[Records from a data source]
>>>>
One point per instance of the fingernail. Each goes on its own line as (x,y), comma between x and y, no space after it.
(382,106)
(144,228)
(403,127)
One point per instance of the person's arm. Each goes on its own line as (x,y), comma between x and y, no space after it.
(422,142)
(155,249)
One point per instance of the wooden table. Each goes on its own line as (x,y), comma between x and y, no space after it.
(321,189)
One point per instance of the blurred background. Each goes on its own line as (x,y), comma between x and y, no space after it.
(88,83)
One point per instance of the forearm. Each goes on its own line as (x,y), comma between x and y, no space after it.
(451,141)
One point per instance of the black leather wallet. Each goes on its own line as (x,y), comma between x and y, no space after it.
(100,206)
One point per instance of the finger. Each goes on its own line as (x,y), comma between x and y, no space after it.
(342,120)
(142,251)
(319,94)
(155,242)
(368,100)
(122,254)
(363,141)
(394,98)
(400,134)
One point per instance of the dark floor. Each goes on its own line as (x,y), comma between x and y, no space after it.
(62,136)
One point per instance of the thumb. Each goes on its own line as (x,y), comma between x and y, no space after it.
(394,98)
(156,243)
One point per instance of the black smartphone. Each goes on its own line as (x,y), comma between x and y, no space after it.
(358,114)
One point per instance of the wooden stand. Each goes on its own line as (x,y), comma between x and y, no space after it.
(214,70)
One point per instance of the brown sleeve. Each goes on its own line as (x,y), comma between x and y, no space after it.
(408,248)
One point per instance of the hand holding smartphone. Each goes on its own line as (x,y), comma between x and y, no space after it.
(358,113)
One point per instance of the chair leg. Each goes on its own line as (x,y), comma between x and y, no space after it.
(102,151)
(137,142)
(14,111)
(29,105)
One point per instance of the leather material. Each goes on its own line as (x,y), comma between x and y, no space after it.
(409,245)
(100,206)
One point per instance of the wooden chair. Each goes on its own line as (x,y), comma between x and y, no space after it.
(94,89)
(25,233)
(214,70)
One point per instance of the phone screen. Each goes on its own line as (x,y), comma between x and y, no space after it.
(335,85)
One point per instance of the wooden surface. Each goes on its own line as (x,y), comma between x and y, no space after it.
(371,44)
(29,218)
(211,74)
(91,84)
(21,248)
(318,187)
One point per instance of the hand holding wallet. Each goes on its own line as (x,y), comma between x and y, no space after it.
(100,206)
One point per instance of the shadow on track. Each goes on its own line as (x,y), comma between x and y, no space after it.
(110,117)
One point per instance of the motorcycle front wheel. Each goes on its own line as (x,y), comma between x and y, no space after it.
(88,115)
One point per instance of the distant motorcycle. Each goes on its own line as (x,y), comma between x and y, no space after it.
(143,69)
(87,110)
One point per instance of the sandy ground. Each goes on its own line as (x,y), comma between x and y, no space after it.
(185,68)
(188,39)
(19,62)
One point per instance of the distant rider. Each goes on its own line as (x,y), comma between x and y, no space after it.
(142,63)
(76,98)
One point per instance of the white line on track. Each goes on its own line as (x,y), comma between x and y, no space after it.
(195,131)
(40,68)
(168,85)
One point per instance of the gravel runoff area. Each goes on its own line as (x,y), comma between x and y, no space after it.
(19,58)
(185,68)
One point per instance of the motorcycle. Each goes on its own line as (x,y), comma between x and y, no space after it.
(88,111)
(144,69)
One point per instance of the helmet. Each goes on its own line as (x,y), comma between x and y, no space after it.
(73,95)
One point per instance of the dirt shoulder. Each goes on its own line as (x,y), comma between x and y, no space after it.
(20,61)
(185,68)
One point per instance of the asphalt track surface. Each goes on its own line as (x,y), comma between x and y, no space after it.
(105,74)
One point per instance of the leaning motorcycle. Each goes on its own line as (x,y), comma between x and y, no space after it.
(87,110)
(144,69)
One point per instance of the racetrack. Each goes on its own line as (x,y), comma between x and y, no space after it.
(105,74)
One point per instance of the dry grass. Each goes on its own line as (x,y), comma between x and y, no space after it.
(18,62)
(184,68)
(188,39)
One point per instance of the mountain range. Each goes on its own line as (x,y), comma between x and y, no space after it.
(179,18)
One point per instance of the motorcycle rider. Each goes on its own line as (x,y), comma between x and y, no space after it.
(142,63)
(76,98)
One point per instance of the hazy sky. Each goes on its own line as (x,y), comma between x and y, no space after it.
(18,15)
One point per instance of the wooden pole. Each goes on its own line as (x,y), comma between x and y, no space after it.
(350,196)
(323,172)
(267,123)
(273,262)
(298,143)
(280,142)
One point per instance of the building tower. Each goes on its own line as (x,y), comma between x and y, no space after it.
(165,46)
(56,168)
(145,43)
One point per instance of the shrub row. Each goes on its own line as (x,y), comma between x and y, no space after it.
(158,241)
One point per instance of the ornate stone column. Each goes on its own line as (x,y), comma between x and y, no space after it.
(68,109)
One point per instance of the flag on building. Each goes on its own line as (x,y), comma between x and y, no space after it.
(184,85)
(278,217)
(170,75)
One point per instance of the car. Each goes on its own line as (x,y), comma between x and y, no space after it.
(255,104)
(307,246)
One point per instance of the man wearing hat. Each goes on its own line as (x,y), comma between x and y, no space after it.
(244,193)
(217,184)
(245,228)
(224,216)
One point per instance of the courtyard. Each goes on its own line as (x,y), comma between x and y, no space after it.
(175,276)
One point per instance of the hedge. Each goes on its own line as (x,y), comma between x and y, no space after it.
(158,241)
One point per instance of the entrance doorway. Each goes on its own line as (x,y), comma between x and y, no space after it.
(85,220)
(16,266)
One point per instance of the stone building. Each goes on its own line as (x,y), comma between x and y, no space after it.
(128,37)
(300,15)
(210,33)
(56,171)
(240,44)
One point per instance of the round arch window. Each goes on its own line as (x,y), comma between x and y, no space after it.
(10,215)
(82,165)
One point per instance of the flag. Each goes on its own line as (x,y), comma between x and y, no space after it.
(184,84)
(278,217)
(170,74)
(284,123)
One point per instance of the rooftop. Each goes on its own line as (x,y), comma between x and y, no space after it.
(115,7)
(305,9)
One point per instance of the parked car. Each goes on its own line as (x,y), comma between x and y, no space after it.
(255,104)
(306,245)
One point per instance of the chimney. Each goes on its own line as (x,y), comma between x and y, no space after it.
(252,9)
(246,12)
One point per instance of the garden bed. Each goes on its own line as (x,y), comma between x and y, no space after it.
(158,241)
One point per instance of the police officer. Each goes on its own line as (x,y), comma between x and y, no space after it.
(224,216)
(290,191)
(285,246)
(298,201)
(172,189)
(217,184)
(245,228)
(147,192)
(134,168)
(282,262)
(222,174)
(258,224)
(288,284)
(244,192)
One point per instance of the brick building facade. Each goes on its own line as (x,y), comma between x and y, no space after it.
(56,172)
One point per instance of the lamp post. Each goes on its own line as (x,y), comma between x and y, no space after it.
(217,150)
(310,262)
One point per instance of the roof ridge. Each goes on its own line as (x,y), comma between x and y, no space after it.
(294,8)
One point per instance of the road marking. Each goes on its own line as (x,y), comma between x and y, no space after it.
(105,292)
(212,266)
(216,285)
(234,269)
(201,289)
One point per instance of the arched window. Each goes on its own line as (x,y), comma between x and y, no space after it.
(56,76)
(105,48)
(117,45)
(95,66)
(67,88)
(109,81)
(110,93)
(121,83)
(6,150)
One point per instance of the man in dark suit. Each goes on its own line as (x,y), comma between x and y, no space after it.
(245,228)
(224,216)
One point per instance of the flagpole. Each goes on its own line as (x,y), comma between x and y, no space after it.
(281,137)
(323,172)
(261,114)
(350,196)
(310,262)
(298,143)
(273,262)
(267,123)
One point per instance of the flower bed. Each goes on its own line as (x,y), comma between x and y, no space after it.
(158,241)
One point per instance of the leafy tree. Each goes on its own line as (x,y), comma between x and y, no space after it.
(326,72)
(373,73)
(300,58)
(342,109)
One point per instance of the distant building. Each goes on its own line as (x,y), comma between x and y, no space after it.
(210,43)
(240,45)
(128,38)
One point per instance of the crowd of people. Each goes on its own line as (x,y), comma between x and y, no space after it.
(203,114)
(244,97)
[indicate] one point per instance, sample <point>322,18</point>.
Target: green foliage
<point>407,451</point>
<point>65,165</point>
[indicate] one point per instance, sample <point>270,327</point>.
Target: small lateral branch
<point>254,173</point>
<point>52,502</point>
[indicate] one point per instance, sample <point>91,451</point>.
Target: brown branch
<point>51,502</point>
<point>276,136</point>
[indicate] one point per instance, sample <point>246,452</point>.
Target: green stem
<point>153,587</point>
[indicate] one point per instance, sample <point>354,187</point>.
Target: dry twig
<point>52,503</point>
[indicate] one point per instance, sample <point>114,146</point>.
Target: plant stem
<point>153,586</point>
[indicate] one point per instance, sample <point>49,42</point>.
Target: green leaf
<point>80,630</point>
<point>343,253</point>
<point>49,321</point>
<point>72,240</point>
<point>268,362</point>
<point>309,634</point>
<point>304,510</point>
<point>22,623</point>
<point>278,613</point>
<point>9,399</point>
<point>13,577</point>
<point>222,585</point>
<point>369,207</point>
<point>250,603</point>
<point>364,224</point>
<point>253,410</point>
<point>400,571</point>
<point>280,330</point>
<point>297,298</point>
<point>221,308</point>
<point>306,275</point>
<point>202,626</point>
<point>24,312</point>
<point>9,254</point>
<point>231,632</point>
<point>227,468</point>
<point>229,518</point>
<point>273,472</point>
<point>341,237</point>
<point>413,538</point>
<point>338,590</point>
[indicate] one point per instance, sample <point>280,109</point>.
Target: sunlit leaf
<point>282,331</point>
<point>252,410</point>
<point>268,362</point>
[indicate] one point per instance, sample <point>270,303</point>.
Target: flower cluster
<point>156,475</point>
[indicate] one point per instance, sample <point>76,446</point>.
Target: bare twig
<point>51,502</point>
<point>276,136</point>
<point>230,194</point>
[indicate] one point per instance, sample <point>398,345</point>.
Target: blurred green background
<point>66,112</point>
<<<<
Transcribe only the trailing portion of the entries above: the line that contains "instance, sample <point>280,109</point>." and each line after it.

* _ANSWER TO THE PROBLEM_
[indicate] one point per instance, sample <point>280,109</point>.
Target: sunlit leaf
<point>282,331</point>
<point>252,410</point>
<point>268,362</point>
[indicate] one point per instance, sample <point>270,303</point>.
Target: flower cluster
<point>156,475</point>
[indicate] one point per instance, sample <point>76,446</point>.
Target: bare twig
<point>51,502</point>
<point>276,136</point>
<point>230,194</point>
[indicate] one point per instance, sample <point>398,345</point>.
Target: blurred green background
<point>66,112</point>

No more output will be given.